[START Excerpted text]

Insofar as the eruption of Vesuvius and the destruction of Pompeii and Herculaneum are concerned, we all know how the story ends. So it fell to Harris' skill as a writer to build and maintain momentum and suspense in spite of that. With the clever device of a brief excerpt from a scientific treatise on volcanism serving as a preface to every chapter plus absolutely scintillating descriptive writing, what might have been a monumentally boring exposition of the final few hours leading up to Vesuvius' cataclysmic eruption becomes rather a thrilling natural history page turner that actually had my stomach twisted up into knots as I felt the clock ticking toward the inevitable catastrophe!

The resolution of Exomnius' disappearance and the discovery of the theft of water by Numerius Popidius Ampliatus, an ex-slave and now Pompeii's wealthiest citizen, serve as a springboard for Harris' outstanding description of an extraordinary cross section of daily life in the ancient Roman provinces - slaves vs freemen, men vs women, and children, the luxury and indolence of the wealthy vs the difficulties and squalid conditions of the poor, politicians vs their constituency, the use of the "games" as a means of distracting and buying off the general population, the baths, and the Roman diet. His charming portrayal of Pliny the Elder and the discussions surrounding the aqueduct problem will amaze and delight readers with the surprising level of sophistication of Roman science and engineering.

[END Excerpted text]

**Your tasks:**
(a) According to the review, what appears as a preface to every chapter of the novel?
(b) Please return the part of the review from "Insofar as the" up to and including "the inevitable catastrophe!", copied word for word.

[START Information shown]

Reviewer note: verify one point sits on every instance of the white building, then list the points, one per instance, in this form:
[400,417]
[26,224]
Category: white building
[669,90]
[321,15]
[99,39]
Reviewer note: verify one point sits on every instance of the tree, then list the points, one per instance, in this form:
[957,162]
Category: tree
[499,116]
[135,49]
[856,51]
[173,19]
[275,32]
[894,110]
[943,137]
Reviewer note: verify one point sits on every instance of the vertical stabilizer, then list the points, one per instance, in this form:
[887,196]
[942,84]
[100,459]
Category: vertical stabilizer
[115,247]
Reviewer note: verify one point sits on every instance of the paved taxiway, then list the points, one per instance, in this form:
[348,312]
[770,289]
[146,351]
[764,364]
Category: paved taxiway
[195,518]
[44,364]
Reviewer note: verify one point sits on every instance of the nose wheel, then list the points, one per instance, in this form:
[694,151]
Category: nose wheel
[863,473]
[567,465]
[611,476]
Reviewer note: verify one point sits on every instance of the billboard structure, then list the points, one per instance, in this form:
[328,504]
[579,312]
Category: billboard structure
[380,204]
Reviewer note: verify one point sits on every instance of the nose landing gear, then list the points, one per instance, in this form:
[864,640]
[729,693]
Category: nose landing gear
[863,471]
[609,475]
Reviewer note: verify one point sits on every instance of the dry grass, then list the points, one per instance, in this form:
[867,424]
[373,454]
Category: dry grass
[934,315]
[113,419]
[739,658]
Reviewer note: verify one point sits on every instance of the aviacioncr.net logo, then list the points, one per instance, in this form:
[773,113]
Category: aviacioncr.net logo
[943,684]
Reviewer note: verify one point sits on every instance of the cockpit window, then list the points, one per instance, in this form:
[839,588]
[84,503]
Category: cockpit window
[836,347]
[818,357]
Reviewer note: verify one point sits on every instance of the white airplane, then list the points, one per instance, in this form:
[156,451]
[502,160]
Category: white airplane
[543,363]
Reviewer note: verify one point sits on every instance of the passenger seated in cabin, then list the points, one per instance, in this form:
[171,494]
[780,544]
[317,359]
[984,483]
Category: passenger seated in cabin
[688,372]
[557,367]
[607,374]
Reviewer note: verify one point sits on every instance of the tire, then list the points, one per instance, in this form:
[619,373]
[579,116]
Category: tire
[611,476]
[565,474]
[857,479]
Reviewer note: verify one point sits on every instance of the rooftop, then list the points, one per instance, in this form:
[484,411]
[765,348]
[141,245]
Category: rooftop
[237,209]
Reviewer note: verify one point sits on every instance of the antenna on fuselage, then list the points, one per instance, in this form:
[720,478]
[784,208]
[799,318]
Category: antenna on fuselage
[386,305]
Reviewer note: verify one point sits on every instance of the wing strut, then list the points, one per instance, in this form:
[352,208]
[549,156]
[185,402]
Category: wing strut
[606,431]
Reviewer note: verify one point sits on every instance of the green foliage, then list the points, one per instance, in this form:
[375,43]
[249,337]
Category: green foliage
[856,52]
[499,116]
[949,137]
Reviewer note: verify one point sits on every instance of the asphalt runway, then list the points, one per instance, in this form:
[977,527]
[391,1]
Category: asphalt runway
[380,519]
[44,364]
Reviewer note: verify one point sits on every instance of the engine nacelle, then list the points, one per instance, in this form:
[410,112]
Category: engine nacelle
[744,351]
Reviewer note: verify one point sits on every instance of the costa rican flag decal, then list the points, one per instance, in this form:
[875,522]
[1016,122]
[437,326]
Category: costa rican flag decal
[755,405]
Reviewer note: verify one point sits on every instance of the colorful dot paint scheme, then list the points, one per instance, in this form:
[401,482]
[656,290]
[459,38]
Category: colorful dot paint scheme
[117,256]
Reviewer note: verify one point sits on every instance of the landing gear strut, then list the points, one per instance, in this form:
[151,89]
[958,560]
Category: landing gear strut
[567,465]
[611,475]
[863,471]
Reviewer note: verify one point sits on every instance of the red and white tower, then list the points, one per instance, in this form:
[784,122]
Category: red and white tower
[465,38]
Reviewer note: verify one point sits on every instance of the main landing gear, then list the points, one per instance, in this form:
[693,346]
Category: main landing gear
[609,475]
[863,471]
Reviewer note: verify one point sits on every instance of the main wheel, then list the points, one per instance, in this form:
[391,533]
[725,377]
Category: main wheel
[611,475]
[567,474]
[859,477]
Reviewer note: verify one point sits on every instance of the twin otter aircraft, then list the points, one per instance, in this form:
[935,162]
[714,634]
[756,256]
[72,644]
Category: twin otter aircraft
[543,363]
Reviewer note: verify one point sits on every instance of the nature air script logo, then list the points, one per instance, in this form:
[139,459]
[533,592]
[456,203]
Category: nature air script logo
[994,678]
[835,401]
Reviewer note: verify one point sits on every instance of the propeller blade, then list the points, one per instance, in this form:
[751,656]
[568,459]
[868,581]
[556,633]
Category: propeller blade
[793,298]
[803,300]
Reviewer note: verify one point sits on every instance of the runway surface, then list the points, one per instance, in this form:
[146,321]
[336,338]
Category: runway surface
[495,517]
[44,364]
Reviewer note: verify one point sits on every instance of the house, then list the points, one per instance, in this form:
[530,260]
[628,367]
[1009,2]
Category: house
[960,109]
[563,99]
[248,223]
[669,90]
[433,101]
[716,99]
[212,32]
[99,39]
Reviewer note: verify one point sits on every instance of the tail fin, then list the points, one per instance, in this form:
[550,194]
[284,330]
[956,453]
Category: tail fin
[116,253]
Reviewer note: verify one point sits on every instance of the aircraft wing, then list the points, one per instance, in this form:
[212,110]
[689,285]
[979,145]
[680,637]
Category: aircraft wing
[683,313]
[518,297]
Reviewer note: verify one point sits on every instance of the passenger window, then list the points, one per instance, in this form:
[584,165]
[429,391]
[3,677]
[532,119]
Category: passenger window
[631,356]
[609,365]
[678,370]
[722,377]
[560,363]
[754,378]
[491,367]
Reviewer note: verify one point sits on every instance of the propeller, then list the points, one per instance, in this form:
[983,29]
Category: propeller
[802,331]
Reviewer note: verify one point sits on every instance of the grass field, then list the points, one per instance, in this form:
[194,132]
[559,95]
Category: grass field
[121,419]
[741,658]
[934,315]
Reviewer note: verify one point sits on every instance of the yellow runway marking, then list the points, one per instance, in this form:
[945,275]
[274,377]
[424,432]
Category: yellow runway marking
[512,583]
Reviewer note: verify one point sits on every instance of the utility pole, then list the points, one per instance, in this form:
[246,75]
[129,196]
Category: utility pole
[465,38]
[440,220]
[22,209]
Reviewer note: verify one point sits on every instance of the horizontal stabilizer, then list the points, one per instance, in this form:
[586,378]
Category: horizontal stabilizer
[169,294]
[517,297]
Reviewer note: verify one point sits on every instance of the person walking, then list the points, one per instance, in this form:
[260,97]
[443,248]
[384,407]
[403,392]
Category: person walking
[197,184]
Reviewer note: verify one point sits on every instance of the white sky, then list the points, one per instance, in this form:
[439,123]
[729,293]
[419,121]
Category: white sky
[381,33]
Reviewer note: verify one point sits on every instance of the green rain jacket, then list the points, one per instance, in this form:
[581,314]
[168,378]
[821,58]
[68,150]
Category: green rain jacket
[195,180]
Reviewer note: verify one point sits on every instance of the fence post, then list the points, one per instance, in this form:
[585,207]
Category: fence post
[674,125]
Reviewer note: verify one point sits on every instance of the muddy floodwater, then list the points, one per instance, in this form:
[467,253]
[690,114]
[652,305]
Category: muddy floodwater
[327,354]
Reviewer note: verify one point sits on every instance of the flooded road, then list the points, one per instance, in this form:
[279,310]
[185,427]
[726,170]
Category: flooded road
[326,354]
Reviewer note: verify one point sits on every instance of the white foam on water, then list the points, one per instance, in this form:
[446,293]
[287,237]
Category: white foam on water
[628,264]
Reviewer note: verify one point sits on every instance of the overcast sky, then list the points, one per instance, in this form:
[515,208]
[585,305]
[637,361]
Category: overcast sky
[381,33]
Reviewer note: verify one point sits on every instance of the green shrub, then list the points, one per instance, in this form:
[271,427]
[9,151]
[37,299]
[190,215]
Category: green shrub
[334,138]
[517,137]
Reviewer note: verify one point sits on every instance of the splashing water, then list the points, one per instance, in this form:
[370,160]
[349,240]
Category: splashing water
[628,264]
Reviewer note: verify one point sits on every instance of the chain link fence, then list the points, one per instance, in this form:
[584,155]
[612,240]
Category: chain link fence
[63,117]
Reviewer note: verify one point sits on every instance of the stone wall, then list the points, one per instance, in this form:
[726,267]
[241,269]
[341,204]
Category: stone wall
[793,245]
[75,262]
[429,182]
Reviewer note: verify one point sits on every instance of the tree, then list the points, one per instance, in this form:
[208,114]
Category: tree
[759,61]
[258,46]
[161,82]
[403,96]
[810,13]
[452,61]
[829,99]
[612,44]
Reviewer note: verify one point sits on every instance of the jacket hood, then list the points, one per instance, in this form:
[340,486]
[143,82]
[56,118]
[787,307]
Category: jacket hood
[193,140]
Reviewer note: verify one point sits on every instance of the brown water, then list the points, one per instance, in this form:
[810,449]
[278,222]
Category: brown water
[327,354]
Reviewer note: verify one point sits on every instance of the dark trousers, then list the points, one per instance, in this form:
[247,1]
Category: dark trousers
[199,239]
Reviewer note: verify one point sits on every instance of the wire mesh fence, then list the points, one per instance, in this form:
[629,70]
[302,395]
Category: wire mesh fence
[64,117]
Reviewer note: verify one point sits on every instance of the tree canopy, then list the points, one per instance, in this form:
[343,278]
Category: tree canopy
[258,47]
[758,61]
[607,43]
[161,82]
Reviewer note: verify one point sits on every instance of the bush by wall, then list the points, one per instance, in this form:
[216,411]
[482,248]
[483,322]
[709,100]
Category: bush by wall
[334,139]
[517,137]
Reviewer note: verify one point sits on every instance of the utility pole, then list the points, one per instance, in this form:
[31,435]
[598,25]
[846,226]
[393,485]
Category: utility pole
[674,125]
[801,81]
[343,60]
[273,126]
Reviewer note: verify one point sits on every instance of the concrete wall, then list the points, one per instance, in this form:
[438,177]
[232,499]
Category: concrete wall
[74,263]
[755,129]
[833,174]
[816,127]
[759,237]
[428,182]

[END Information shown]

**Outputs:**
(a) A brief excerpt from a scientific treatise on volcanism.

(b)
Insofar as the eruption of Vesuvius and the destruction of Pompeii and Herculaneum are concerned, we all know how the story ends. So it fell to Harris' skill as a writer to build and maintain momentum and suspense in spite of that. With the clever device of a brief excerpt from a scientific treatise on volcanism serving as a preface to every chapter plus absolutely scintillating descriptive writing, what might have been a monumentally boring exposition of the final few hours leading up to Vesuvius' cataclysmic eruption becomes rather a thrilling natural history page turner that actually had my stomach twisted up into knots as I felt the clock ticking toward the inevitable catastrophe!